>> Start PROVIDED INFORMATION
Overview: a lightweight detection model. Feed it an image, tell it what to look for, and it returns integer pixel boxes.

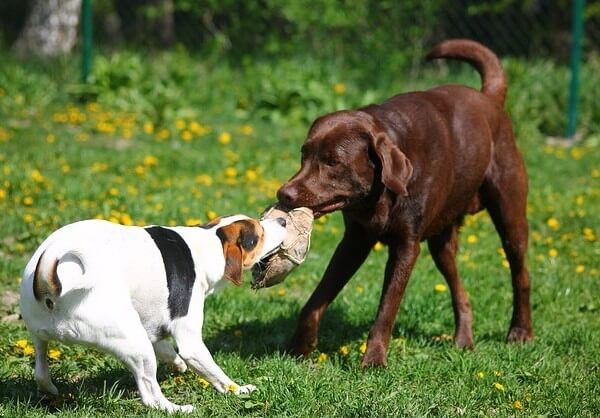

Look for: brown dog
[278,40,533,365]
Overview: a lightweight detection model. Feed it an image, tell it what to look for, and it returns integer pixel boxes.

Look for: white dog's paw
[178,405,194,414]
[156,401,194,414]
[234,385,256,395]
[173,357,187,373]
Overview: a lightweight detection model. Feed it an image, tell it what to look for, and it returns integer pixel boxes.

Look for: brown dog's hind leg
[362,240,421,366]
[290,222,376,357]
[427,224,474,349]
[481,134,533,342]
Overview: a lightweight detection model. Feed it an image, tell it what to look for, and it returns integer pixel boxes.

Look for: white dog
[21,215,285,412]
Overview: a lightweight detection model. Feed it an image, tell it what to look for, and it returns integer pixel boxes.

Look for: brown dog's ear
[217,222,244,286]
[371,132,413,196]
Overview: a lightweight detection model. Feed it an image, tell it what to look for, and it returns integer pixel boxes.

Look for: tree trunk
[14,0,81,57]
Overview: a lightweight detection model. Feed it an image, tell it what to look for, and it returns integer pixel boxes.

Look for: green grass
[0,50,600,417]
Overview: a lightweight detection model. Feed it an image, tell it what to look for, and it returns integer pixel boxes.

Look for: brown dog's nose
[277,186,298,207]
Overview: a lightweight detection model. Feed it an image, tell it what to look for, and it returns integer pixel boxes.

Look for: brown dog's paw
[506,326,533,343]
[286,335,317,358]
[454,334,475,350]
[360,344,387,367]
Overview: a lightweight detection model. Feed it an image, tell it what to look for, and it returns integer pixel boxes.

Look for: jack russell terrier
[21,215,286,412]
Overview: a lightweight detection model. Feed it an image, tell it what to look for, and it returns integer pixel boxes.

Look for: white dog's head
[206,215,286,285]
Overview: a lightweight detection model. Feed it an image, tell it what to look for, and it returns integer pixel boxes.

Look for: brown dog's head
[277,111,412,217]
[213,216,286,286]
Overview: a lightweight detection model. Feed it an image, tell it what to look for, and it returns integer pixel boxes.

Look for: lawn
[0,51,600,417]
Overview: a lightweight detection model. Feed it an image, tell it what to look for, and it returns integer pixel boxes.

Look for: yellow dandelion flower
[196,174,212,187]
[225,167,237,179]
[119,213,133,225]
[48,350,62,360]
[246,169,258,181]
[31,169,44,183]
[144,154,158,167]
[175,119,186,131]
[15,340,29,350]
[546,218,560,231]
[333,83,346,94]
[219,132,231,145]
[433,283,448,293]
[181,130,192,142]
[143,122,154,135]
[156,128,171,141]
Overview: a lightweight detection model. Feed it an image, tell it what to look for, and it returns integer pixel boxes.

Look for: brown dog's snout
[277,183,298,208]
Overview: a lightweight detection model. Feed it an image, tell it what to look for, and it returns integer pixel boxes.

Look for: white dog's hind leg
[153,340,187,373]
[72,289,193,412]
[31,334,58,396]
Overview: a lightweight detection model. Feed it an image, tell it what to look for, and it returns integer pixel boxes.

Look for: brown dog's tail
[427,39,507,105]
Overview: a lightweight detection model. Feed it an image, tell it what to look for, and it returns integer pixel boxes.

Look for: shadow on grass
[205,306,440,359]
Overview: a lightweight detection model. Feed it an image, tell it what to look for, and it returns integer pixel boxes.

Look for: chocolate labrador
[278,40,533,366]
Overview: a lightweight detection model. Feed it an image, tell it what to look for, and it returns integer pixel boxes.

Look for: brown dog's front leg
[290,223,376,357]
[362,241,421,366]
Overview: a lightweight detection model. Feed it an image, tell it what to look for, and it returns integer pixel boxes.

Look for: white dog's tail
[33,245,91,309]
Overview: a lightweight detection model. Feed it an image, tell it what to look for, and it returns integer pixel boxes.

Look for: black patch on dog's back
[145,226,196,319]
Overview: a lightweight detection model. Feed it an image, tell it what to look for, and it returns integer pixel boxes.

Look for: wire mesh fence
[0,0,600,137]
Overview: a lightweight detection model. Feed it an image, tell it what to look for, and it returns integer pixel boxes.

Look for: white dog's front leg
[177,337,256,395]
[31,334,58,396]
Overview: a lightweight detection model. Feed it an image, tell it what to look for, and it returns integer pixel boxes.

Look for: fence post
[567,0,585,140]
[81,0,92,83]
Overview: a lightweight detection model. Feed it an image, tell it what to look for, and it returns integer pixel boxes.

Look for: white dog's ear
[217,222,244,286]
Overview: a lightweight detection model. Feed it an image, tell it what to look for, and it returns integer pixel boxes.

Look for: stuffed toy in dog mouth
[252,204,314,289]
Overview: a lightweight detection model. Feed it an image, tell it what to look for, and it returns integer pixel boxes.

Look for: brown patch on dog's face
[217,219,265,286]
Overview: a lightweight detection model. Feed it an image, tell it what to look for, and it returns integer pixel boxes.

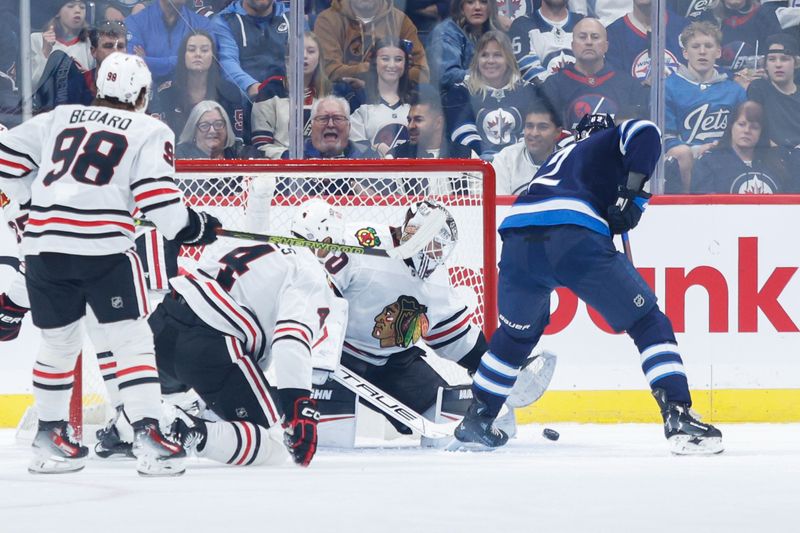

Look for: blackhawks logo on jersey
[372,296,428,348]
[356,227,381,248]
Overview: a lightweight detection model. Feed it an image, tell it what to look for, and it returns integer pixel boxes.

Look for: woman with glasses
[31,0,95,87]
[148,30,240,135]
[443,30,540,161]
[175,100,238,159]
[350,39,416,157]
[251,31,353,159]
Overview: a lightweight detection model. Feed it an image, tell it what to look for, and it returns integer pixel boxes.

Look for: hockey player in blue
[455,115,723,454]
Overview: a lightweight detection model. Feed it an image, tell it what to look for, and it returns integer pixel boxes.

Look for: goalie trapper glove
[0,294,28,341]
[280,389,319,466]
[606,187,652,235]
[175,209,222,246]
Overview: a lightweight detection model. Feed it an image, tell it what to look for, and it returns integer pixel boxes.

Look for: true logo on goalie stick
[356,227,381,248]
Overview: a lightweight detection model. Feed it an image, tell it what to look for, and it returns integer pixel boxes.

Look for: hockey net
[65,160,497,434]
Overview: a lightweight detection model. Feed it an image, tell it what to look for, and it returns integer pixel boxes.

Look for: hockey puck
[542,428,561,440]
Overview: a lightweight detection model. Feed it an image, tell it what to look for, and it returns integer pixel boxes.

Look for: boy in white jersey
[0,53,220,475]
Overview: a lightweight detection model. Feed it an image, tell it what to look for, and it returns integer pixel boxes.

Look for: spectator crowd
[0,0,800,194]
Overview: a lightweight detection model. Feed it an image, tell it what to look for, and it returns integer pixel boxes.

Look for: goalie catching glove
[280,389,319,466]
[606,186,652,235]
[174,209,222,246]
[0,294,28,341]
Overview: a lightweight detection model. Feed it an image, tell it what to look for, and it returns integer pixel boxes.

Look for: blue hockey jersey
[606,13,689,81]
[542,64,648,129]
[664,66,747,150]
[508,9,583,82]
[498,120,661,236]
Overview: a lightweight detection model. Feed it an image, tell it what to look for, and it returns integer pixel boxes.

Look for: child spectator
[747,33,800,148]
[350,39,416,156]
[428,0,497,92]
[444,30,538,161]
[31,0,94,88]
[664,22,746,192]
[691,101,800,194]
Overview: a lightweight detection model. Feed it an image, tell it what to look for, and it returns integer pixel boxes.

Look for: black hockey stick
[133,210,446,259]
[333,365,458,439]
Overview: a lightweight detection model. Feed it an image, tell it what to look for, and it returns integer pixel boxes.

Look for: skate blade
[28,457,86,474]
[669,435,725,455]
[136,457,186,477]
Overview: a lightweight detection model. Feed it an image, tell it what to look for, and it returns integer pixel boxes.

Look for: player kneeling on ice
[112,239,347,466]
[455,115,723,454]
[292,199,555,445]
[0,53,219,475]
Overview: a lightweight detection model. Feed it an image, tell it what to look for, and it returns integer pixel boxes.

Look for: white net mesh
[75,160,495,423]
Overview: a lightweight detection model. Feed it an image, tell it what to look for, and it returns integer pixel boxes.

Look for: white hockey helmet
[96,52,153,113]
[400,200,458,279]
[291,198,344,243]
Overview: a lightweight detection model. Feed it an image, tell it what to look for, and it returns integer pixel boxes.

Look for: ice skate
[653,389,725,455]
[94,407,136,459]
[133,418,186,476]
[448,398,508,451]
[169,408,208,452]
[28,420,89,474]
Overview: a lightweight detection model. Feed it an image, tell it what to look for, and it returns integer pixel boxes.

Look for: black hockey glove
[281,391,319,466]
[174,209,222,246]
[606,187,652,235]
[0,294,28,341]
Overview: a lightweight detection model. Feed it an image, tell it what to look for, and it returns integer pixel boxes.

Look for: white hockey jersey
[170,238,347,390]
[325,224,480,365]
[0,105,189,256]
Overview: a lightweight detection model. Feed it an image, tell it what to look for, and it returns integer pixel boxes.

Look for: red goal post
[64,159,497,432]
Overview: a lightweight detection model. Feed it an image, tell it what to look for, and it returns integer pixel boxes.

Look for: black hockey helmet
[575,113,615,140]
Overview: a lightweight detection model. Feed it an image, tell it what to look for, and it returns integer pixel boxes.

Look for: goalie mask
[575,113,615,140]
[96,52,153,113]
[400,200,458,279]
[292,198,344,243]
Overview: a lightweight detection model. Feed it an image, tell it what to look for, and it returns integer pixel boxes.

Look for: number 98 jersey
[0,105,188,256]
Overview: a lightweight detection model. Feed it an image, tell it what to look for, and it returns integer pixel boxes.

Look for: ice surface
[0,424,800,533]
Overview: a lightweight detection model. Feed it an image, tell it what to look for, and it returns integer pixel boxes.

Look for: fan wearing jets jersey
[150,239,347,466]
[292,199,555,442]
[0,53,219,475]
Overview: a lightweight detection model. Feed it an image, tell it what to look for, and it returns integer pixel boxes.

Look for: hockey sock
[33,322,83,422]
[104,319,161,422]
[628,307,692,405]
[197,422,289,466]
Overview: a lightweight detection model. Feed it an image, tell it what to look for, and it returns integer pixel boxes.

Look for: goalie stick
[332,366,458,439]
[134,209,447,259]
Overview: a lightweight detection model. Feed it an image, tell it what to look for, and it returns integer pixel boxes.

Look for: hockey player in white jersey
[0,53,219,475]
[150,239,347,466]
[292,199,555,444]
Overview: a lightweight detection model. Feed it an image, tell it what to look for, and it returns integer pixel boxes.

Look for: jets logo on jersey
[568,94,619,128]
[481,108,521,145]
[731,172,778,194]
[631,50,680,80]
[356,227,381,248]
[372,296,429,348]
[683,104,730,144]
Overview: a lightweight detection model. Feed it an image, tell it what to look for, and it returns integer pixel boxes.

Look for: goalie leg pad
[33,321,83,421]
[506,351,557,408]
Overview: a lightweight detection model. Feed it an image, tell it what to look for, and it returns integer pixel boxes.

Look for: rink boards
>> End PROVIDED INFORMATION
— TASK TO COMPLETE —
List every line of the material above that contains the word "hind", copying each one in full.

— RESPONSE TO THIS EXERCISE —
Look for: brown dog's hind leg
Look for: white dog's hind leg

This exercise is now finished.